Content starts

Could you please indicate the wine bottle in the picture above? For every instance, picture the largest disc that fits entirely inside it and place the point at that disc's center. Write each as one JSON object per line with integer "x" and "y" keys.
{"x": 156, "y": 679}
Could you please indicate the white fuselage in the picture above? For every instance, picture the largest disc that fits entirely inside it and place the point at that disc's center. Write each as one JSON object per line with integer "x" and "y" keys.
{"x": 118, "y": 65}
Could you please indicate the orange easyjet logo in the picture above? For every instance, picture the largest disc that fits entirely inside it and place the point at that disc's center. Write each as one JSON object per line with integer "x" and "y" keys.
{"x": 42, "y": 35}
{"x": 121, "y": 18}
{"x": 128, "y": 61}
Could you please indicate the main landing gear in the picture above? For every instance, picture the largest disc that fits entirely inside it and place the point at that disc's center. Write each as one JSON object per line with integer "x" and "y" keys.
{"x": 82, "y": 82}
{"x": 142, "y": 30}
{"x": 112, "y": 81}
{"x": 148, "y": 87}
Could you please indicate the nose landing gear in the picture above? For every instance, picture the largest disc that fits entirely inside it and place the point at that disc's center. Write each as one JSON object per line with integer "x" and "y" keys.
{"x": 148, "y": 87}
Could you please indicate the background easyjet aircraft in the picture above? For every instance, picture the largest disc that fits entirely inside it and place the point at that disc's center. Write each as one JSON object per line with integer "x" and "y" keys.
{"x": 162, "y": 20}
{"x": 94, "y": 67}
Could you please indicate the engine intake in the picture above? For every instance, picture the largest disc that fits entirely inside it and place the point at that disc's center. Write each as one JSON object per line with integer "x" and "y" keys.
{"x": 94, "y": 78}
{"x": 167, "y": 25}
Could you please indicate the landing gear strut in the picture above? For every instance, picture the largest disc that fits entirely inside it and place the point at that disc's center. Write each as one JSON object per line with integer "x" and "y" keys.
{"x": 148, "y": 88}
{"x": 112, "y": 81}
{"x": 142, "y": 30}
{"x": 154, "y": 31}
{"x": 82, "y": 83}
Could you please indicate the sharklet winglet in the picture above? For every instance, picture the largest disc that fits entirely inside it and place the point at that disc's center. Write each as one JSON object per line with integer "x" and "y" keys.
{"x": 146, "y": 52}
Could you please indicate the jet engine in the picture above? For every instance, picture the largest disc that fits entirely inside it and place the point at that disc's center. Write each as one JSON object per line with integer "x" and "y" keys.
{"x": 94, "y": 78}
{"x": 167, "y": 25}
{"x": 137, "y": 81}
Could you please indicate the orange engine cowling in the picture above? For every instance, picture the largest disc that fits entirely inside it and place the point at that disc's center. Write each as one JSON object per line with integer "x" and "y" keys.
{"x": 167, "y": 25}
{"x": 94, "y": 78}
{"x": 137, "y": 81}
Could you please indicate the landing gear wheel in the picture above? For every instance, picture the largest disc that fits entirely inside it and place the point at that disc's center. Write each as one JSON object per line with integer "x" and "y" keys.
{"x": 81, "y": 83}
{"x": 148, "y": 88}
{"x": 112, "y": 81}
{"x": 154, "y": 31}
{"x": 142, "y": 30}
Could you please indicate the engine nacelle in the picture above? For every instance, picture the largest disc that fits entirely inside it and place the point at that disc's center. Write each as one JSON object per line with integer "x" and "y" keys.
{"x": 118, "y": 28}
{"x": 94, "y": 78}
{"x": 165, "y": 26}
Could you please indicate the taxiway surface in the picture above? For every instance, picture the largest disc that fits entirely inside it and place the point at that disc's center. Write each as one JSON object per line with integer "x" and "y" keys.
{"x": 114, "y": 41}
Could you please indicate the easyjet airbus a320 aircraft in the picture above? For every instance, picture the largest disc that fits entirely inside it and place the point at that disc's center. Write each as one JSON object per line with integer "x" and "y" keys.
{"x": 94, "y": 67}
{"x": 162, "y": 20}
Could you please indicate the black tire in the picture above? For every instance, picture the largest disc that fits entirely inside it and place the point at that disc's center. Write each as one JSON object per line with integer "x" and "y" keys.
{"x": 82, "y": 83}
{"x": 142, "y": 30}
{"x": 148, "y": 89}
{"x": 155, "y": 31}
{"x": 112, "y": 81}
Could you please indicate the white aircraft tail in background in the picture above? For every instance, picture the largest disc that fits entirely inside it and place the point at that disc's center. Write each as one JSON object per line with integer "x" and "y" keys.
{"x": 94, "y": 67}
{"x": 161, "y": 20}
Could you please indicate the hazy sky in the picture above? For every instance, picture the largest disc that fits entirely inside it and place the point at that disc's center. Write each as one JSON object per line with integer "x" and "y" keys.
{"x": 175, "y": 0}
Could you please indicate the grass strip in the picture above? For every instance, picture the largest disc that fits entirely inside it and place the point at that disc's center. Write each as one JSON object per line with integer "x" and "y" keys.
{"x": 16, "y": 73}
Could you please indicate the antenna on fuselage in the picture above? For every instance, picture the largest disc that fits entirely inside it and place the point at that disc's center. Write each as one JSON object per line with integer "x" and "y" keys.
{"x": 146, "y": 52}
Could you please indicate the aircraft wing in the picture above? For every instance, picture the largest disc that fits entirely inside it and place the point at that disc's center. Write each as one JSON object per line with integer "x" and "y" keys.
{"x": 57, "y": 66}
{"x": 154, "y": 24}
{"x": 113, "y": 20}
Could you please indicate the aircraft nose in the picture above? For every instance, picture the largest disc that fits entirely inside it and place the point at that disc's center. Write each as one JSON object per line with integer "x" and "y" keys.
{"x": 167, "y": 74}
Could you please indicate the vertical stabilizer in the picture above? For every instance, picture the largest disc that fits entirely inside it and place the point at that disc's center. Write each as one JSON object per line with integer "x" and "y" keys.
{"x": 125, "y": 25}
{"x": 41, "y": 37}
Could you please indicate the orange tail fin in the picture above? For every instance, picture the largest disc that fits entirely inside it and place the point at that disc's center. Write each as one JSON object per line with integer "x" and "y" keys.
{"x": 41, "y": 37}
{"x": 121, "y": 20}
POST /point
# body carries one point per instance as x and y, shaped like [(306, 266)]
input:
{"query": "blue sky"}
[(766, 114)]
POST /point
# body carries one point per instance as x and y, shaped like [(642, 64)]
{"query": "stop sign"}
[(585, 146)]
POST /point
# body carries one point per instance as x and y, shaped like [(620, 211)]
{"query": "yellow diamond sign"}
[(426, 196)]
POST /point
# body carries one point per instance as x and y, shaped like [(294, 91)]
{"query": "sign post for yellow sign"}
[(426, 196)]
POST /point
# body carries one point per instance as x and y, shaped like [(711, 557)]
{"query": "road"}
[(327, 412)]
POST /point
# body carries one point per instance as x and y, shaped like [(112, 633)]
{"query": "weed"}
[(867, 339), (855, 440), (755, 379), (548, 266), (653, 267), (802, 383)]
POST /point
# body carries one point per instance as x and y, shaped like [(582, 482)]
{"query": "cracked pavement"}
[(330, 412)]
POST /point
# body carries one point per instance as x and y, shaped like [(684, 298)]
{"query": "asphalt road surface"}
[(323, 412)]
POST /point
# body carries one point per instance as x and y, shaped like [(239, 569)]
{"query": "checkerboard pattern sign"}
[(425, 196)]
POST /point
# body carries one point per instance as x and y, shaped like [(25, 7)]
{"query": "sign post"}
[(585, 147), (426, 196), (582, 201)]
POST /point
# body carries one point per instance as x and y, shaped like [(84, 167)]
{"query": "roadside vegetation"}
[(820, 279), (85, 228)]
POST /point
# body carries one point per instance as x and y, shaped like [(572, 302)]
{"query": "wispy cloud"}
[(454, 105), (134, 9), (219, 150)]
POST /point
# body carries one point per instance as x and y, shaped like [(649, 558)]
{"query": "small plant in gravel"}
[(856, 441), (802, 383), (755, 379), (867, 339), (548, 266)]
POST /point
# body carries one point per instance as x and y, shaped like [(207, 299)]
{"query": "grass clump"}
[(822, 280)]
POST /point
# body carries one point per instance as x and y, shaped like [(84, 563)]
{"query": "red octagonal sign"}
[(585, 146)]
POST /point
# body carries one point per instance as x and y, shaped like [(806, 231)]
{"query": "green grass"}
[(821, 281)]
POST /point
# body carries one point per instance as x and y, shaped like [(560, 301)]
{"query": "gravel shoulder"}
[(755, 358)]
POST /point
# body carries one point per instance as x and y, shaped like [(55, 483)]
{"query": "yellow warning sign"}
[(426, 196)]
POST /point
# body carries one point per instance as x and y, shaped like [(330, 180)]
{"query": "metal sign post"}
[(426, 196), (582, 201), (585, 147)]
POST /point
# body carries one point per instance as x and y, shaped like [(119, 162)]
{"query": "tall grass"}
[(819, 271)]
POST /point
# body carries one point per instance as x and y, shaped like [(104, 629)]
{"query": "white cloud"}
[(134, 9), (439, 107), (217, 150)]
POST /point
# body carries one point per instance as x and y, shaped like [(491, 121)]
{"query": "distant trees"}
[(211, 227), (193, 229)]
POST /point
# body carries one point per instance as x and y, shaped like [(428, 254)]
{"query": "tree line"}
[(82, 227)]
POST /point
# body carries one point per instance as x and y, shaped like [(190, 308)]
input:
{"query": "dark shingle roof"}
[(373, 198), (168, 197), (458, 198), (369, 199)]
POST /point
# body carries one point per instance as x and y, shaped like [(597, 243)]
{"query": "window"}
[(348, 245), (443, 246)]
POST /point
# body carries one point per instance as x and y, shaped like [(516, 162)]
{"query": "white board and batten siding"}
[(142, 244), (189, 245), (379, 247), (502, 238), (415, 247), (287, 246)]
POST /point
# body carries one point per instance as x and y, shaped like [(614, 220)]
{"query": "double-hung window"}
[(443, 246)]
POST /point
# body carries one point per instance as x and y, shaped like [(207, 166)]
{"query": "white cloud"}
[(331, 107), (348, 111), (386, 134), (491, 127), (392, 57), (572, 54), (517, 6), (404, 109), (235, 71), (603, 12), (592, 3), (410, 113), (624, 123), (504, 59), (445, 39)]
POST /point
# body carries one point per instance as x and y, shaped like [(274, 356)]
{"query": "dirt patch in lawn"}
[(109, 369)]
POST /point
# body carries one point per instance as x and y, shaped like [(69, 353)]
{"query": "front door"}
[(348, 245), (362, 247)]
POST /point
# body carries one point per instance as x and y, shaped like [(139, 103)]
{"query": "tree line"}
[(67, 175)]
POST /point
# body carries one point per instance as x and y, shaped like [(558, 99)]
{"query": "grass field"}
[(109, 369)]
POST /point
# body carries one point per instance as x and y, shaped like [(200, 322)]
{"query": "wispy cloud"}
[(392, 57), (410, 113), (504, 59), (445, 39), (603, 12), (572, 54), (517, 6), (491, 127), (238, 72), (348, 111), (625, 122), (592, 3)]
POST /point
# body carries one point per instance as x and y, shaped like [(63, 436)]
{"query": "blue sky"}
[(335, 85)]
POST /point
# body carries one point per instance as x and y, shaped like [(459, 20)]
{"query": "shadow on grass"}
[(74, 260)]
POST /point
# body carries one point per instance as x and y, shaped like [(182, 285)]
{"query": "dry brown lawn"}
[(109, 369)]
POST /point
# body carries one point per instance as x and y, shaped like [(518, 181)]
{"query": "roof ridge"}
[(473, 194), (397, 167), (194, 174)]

Content ends

# [Task description]
An exact copy of the lines above, from the one containing "like [(55, 483)]" through the one containing "like [(207, 166)]", is the whole of the answer.

# [Result]
# body carries one point per instance as x and y, shaped like [(55, 483)]
{"query": "yellow warning sign"}
[(426, 196)]
POST /point
# body carries one point per instance as x and y, shaped like [(330, 180)]
{"query": "metal sign post"}
[(426, 196), (582, 201), (585, 147)]
POST /point
# body carries one point per instance as x and y, shaped like [(119, 162)]
{"query": "tall grass"}
[(819, 271)]
POST /point
# body carries one point per instance as x and y, shaped like [(104, 629)]
{"query": "white cloud"}
[(134, 9), (439, 107), (217, 150)]
POST /point
# body carries one point per instance as x and y, shaped like [(491, 121)]
{"query": "distant trees"}
[(211, 227), (193, 229)]
POST /point
# body carries one point per instance as x and y, shaped like [(428, 254)]
{"query": "tree line"}
[(82, 227)]
POST /point
# body carries one point per instance as x and y, shaped like [(190, 308)]
input:
{"query": "dark shingle roof"}
[(373, 198), (168, 197), (458, 198), (369, 199)]
POST /point
# body carries one point per instance as x and y, shaped like [(597, 243)]
{"query": "window"}
[(348, 245), (443, 246)]
POST /point
# body carries one point per instance as x and y, shaped like [(516, 162)]
{"query": "white board and batten siding"}
[(142, 244), (189, 245), (379, 247), (502, 238), (415, 247), (287, 246)]
POST /point
# body carries one point per instance as x and y, shaped like [(614, 220)]
{"query": "double-hung window"}
[(443, 246)]
POST /point
# body carries one point per instance as x and y, shaped like [(207, 166)]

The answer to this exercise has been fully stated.